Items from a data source
+---+

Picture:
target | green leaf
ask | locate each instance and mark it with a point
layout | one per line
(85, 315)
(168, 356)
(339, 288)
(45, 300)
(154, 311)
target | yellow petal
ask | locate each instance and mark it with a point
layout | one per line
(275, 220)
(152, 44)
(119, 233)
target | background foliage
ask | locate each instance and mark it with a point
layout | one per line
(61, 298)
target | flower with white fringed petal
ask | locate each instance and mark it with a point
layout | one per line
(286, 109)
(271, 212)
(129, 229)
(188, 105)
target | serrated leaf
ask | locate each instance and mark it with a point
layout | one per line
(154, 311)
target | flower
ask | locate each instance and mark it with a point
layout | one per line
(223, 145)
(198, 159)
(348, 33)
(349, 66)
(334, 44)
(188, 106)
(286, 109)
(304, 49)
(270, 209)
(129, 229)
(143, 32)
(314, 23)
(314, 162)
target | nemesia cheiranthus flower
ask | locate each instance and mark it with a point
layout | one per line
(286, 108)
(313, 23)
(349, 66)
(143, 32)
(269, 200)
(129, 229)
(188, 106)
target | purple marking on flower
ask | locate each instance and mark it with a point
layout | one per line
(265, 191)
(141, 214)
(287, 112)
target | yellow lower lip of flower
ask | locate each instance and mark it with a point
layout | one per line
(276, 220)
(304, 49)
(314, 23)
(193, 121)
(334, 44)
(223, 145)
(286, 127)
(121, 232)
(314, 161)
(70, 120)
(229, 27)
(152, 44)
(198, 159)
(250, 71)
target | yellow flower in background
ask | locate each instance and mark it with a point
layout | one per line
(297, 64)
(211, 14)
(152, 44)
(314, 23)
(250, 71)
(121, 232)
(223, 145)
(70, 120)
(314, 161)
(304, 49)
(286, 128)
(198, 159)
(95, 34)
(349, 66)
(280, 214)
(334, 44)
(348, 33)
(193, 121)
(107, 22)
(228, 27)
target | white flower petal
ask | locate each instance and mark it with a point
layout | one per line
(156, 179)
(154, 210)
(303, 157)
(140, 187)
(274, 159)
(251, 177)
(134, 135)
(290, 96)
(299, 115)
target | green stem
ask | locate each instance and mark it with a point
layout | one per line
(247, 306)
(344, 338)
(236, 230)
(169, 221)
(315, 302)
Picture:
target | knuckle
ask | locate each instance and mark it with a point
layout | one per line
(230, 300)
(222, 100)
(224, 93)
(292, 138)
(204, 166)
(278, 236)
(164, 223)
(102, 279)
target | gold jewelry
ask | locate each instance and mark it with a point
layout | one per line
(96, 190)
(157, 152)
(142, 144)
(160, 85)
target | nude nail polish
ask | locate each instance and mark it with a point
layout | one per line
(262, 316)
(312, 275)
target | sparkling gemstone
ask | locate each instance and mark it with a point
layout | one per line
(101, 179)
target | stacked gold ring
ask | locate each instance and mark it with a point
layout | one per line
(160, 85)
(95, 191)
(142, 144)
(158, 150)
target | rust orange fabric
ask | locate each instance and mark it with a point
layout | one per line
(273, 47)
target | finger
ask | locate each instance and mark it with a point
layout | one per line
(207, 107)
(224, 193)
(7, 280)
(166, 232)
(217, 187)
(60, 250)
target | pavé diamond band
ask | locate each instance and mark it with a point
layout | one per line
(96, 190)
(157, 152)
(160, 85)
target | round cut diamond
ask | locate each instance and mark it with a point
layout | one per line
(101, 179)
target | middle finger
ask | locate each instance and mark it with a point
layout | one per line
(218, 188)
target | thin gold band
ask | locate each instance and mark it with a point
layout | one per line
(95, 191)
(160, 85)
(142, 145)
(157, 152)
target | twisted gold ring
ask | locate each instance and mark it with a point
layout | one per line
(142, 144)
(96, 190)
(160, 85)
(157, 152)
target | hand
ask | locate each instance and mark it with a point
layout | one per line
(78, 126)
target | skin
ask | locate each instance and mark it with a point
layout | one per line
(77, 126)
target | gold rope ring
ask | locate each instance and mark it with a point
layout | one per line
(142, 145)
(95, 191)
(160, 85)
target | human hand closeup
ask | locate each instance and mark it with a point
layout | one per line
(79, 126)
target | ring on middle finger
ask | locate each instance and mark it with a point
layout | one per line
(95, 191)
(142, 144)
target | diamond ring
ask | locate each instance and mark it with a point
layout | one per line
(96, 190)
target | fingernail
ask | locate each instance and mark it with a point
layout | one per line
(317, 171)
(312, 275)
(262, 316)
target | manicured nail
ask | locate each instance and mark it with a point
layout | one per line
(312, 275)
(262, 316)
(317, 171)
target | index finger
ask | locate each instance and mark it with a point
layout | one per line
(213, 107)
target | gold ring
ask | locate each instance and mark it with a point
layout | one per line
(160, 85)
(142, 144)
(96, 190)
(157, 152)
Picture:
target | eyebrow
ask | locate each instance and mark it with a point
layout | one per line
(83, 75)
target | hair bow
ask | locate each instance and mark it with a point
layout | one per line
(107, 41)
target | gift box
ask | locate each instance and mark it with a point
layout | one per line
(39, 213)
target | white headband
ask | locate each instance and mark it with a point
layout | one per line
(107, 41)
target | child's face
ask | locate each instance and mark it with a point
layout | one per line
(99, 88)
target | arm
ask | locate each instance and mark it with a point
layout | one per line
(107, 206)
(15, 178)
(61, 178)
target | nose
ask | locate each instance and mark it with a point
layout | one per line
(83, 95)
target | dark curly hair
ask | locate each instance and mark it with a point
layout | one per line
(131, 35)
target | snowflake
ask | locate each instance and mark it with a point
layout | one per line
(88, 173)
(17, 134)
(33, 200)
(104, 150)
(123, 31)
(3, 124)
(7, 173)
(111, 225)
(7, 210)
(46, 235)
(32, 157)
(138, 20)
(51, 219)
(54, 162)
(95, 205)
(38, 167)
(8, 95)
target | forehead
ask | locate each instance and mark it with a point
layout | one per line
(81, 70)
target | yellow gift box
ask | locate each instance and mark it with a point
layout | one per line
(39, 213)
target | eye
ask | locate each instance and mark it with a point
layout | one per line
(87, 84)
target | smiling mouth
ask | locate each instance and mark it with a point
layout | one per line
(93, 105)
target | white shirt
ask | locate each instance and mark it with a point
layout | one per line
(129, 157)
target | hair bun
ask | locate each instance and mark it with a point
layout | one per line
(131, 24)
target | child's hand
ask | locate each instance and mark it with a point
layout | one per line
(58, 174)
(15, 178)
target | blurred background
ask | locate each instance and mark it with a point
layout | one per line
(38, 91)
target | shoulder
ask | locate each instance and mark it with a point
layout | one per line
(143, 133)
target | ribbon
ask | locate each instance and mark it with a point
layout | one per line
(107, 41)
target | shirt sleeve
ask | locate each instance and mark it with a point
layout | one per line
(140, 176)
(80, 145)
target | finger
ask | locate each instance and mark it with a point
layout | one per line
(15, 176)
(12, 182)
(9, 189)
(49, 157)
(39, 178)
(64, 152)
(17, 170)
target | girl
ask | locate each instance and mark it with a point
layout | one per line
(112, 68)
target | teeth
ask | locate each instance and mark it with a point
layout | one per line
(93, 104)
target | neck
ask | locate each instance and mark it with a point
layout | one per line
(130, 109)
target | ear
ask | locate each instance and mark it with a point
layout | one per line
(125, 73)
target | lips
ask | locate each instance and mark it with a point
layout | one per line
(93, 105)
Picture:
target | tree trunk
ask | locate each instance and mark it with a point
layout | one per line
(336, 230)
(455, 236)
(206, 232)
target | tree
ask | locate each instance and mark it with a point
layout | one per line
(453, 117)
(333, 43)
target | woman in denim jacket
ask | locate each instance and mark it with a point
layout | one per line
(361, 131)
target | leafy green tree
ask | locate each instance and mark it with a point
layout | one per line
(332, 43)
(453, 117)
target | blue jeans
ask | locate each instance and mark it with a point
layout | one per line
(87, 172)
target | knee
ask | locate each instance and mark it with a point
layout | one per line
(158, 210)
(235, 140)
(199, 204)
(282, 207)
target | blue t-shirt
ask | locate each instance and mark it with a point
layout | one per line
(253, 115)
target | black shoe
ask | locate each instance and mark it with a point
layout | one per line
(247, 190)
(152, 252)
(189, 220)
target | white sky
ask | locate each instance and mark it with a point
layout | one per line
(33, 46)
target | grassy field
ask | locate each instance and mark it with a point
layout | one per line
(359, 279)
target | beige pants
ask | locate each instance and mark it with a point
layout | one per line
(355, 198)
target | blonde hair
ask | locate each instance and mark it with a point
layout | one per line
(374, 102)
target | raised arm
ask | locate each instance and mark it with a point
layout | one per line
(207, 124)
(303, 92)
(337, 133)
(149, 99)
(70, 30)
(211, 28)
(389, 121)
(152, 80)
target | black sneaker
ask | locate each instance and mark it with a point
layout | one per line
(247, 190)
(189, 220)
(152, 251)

+---+

> _Exercise brief_
In the records above, return only the line that contains "target | teeth" and every line after it through the last, exactly as they appear.

> _Result_
target | teeth
ask | locate each instance and mark it with a point
layout | one per line
(93, 104)
target | neck
ask | locate each instance and mark it with a point
layout | one per line
(130, 109)
target | ear
ask | locate each instance and mark it with a point
layout | one per line
(125, 73)
target | lips
ask | locate each instance and mark it with a point
layout | one per line
(93, 105)
Picture:
target | tree trunk
ask | locate each instance and mark it with a point
layout | one per line
(336, 230)
(455, 236)
(206, 232)
target | tree
ask | locate each instance and mark it with a point
layout | one per line
(453, 117)
(333, 43)
target | woman in denim jacket
ask | locate each instance and mark it with a point
layout | one per line
(361, 131)
target | leafy green tree
ask | locate each instance and mark it with a point
layout | one per line
(332, 43)
(453, 117)
target | blue jeans
ask | locate each instance and mark it with a point
layout | one per line
(87, 172)
target | knee
ask | locate each instance and mark it with a point
layout | one per line
(158, 210)
(235, 140)
(199, 204)
(282, 207)
target | blue t-shirt
ask | locate each instance and mark it with a point
layout | one per line
(253, 115)
target | black shoe
ask | locate each instance and mark it with a point
layout | one per line
(247, 190)
(152, 252)
(189, 220)
target | white sky
ask | locate each instance and mark it with a point
layout | one per line
(33, 46)
target | grassy field
ask | locate each instance and mark it with a point
layout | one per line
(359, 279)
target | beige pants
ask | locate each instance and mark it with a point
layout | one per line
(355, 198)
target | blonde hair
ask | locate each instance and mark it with a point
layout | one per line
(374, 102)
target | raised arm
ask | locate each instance and mark it with a point
layout | one per line
(207, 124)
(303, 92)
(337, 133)
(149, 99)
(70, 30)
(211, 28)
(389, 121)
(152, 80)
target | black sneaker
ask | locate each instance and mark it with a point
layout | one per line
(247, 190)
(189, 220)
(152, 251)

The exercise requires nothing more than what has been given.